■ Records to process ■
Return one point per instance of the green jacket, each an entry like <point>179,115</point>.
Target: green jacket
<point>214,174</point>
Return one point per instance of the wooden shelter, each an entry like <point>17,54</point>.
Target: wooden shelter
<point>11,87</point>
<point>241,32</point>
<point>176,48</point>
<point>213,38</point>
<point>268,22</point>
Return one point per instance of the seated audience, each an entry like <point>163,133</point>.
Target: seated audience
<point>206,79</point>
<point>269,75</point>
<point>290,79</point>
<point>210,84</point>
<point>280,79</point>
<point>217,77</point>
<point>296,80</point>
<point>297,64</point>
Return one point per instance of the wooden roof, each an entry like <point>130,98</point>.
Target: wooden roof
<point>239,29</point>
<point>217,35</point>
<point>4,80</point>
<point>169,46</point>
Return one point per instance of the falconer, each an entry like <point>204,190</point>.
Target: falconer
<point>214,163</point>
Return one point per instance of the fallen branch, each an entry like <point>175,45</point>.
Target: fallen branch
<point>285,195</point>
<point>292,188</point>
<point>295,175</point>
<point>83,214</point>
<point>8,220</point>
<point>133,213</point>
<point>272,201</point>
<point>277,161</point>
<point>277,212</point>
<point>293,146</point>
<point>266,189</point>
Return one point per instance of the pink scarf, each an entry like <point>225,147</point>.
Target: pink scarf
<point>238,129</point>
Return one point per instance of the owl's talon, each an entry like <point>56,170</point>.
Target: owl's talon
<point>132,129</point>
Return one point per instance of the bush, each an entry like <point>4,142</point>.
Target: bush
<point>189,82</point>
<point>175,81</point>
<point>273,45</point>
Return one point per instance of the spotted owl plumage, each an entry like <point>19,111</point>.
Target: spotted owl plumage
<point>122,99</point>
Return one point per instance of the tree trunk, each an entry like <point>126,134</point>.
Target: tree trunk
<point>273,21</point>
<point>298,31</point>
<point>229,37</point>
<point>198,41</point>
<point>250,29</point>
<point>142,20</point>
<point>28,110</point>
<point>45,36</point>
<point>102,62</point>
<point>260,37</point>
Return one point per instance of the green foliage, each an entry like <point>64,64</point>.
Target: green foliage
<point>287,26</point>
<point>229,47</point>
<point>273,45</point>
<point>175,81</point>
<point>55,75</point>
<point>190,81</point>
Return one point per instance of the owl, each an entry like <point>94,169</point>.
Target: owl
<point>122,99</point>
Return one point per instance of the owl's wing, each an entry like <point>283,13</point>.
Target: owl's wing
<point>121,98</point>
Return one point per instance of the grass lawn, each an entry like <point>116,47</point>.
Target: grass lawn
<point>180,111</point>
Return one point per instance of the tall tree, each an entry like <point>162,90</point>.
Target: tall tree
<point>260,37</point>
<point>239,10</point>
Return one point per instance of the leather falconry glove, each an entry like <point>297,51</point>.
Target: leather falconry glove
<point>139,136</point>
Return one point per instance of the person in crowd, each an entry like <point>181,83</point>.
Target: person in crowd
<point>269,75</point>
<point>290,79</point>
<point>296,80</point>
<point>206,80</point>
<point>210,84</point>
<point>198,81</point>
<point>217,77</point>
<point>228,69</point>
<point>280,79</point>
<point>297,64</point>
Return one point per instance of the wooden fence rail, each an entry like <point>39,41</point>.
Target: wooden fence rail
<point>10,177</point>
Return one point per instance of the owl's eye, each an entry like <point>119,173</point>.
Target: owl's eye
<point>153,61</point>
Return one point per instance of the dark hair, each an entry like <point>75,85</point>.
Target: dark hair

■ Exercise prompt ■
Your answer should be the lines of the records that hold the string "hair".

■ Response for this exercise ■
Return one point per instance of the dark hair, each an entry like <point>75,85</point>.
Target: dark hair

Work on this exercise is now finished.